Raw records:
= = = = =

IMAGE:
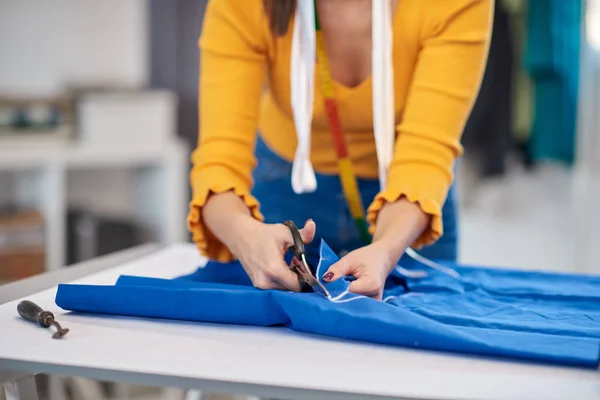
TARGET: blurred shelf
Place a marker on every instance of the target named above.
(159, 183)
(84, 156)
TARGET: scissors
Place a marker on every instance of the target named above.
(300, 265)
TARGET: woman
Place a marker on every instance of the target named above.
(364, 108)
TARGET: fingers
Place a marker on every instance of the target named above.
(343, 267)
(308, 232)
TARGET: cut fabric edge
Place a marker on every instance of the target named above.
(427, 205)
(209, 245)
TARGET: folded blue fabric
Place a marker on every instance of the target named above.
(536, 316)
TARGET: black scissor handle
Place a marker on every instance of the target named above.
(298, 247)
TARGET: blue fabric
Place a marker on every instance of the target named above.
(327, 205)
(552, 59)
(544, 317)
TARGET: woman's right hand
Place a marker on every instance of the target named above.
(261, 248)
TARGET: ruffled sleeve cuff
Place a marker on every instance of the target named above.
(208, 244)
(423, 185)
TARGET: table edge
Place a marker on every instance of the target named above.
(205, 384)
(16, 290)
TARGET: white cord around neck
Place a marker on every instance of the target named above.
(303, 84)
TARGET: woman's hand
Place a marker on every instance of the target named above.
(261, 249)
(370, 265)
(398, 225)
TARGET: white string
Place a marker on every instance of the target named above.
(432, 264)
(302, 90)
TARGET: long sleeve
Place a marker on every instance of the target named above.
(232, 70)
(444, 86)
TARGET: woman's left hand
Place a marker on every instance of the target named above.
(370, 265)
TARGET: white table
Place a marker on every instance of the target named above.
(266, 362)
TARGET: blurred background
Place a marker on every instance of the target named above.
(98, 115)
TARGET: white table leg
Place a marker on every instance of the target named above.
(21, 389)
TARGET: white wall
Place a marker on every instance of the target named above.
(44, 44)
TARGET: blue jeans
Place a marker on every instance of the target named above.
(327, 206)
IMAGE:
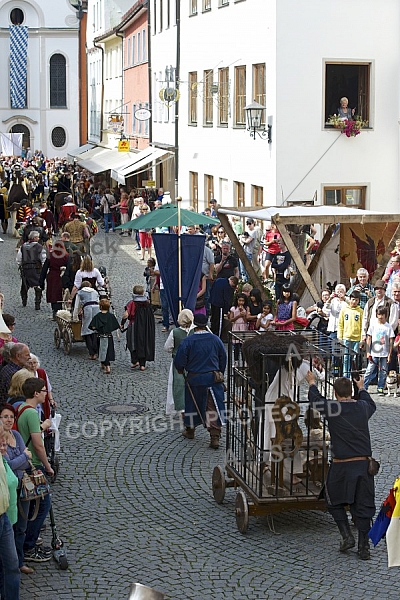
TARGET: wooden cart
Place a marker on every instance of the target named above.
(67, 331)
(261, 460)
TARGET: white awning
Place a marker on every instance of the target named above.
(314, 214)
(141, 159)
(105, 159)
(78, 151)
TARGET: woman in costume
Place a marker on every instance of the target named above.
(140, 335)
(176, 382)
(51, 273)
(88, 301)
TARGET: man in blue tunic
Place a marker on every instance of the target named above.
(201, 355)
(348, 481)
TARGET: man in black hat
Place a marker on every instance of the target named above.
(202, 355)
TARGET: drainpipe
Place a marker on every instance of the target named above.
(121, 35)
(177, 69)
(102, 91)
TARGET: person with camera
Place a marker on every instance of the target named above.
(361, 285)
(348, 482)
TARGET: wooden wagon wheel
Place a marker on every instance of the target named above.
(67, 337)
(57, 337)
(242, 512)
(218, 484)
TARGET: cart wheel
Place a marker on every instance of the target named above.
(218, 484)
(242, 512)
(67, 341)
(63, 562)
(57, 337)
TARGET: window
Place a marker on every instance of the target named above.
(17, 16)
(223, 96)
(194, 186)
(133, 119)
(259, 84)
(128, 52)
(257, 193)
(144, 52)
(239, 193)
(133, 50)
(352, 81)
(208, 189)
(58, 82)
(208, 98)
(348, 196)
(58, 137)
(193, 98)
(240, 96)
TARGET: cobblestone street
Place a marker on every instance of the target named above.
(133, 499)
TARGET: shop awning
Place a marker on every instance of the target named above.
(78, 151)
(105, 159)
(141, 159)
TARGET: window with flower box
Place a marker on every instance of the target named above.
(193, 98)
(238, 188)
(350, 80)
(223, 96)
(208, 98)
(208, 189)
(194, 188)
(259, 85)
(352, 196)
(257, 193)
(240, 96)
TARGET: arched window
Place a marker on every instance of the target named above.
(58, 137)
(58, 82)
(26, 140)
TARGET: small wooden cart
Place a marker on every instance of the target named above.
(67, 331)
(263, 460)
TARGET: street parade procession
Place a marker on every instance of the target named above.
(284, 381)
(199, 300)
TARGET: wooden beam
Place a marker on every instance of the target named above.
(380, 269)
(298, 260)
(314, 263)
(242, 255)
(329, 219)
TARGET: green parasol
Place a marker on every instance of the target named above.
(167, 216)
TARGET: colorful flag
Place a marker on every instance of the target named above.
(18, 65)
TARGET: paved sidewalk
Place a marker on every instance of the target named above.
(133, 501)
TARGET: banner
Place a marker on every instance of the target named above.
(192, 250)
(364, 245)
(11, 144)
(18, 65)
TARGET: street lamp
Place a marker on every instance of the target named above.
(77, 4)
(254, 114)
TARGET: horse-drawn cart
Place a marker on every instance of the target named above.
(68, 331)
(276, 447)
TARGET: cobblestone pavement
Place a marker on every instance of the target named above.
(133, 500)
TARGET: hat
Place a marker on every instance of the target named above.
(380, 284)
(200, 320)
(355, 294)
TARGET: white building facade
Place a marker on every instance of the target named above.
(40, 95)
(297, 59)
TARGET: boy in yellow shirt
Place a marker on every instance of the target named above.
(349, 329)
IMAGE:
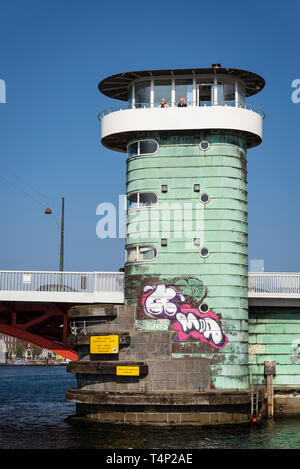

= = = = =

**Aim**
Copy everything from the line containing "TARGET: white building facade" down to the end of the records, changing "yellow" to "green" and leaving the rest as it is. Omit the pictures from your answer.

**Solution to the exercise**
TARGET: white building facade
Place a marker on every instance of the target named above.
(40, 95)
(297, 59)
TARGET: boy in green shirt
Place a marker on every instance of the target named above.
(349, 329)
IMAGE:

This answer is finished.